Start at the line of the data that contains "Please indicate the coat lapel" and stop at the end of the data. Reproduce every line in that span in full, changing only the coordinates in the answers: multiply each by 2.25 and round to a whole number, with halves rounded up.

| Dataset records |
........

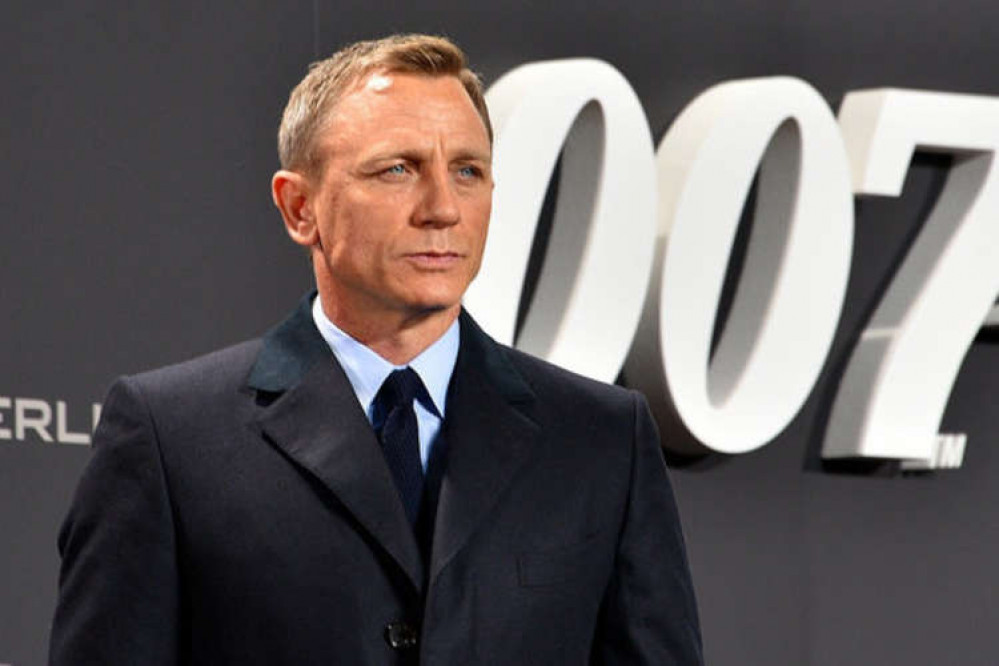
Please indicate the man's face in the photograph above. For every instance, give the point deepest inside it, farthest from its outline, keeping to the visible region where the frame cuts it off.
(403, 199)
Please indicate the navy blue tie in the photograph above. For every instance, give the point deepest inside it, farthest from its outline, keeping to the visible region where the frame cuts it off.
(395, 425)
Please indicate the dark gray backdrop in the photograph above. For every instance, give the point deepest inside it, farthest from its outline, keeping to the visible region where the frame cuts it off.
(137, 230)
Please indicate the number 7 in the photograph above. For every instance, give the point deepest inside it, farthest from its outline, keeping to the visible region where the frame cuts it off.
(892, 396)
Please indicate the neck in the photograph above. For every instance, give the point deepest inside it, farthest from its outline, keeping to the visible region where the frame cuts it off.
(396, 337)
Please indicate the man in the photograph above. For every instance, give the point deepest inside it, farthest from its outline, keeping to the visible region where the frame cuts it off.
(307, 499)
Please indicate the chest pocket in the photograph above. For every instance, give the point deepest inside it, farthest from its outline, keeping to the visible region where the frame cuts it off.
(588, 559)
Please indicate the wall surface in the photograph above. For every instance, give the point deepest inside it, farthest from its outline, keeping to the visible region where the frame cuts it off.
(137, 230)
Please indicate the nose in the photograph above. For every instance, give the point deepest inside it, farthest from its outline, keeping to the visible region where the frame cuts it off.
(439, 202)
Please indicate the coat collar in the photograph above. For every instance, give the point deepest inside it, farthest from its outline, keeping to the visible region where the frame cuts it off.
(312, 414)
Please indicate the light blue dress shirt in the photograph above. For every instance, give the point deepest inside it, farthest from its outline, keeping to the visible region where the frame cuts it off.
(366, 371)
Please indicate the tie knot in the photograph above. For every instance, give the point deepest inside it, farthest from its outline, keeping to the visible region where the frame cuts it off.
(398, 390)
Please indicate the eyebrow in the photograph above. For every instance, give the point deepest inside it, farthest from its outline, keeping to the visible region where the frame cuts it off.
(416, 155)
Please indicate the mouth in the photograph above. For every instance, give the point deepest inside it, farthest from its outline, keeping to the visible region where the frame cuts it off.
(434, 259)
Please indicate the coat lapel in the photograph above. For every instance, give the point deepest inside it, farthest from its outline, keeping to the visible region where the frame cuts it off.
(490, 434)
(317, 422)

........

| Solution for this problem |
Please indicate the coat lapel in the photograph above. For every instance, give the point deepest inside it, farthest from its outline, keeping to the visible region where the frame cuts it off.
(1103, 977)
(713, 950)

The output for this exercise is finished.